══ Task material ══
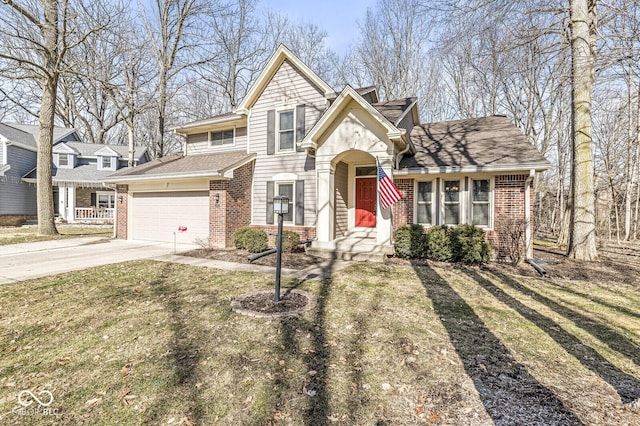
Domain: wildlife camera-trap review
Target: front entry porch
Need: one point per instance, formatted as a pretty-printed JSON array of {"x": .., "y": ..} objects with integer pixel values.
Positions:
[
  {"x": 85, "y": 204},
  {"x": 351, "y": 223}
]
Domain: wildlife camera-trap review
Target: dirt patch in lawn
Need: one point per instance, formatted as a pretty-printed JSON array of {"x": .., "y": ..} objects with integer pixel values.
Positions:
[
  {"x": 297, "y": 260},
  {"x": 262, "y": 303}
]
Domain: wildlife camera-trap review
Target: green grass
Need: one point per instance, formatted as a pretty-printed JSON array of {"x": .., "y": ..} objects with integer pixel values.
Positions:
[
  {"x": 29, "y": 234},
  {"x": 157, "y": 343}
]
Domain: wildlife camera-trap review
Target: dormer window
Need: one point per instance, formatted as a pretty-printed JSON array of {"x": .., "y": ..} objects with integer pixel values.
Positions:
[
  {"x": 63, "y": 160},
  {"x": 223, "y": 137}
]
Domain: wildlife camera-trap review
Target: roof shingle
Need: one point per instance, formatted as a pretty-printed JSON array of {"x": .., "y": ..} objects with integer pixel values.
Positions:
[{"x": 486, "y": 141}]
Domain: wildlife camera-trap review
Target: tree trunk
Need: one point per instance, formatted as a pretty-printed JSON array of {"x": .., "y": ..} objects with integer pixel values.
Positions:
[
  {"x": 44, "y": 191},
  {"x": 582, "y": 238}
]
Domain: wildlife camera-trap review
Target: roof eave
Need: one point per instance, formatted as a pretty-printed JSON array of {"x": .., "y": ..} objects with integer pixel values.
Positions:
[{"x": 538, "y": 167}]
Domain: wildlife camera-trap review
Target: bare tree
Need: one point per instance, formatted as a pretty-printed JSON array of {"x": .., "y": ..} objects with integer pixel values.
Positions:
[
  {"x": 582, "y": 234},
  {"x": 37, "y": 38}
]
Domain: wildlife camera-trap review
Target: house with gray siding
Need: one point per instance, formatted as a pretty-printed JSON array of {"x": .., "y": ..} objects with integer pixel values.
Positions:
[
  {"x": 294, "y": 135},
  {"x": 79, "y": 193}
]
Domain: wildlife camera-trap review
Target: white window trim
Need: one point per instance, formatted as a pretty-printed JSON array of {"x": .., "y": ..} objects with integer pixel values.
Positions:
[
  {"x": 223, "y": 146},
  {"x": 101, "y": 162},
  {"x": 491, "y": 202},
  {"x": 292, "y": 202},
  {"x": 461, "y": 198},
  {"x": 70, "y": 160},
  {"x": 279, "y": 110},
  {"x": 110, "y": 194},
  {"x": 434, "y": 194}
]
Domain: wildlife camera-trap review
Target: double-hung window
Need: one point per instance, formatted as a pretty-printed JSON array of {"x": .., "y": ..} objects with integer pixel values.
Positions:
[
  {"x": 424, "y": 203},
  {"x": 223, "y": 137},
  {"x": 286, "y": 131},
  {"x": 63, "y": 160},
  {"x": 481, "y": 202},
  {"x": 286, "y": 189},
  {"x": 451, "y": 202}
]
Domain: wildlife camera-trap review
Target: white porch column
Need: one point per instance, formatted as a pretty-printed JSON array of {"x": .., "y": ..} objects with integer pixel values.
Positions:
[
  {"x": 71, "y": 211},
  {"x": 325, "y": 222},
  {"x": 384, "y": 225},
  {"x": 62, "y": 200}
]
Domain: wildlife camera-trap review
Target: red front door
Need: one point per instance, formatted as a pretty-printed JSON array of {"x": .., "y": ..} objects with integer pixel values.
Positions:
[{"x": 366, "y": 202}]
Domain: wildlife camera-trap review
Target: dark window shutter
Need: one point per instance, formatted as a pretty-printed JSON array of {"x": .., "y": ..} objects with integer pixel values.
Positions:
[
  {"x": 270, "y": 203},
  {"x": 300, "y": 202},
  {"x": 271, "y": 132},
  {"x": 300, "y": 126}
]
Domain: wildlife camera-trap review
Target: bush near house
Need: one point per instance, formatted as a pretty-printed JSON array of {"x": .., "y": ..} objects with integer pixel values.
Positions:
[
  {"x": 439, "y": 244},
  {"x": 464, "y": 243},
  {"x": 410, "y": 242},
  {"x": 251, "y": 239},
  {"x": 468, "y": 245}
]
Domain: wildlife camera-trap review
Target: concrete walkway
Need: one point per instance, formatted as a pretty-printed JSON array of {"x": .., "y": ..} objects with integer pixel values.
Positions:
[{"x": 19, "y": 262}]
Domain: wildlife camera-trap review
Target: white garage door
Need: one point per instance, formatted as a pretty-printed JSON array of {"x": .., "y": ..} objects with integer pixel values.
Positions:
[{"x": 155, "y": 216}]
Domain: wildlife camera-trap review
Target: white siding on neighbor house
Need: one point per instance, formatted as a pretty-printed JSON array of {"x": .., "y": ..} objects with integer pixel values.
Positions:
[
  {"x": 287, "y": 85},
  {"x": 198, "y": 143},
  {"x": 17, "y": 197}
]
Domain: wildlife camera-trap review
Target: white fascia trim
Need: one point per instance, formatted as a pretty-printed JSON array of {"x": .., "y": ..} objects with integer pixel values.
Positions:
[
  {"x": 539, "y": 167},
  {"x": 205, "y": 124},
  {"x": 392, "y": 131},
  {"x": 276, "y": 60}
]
═══
> _Direction_
Pick out every line in the items above that contains the word "door" and copy each of those lines.

> _Task response_
Target: red front door
Target: white garage door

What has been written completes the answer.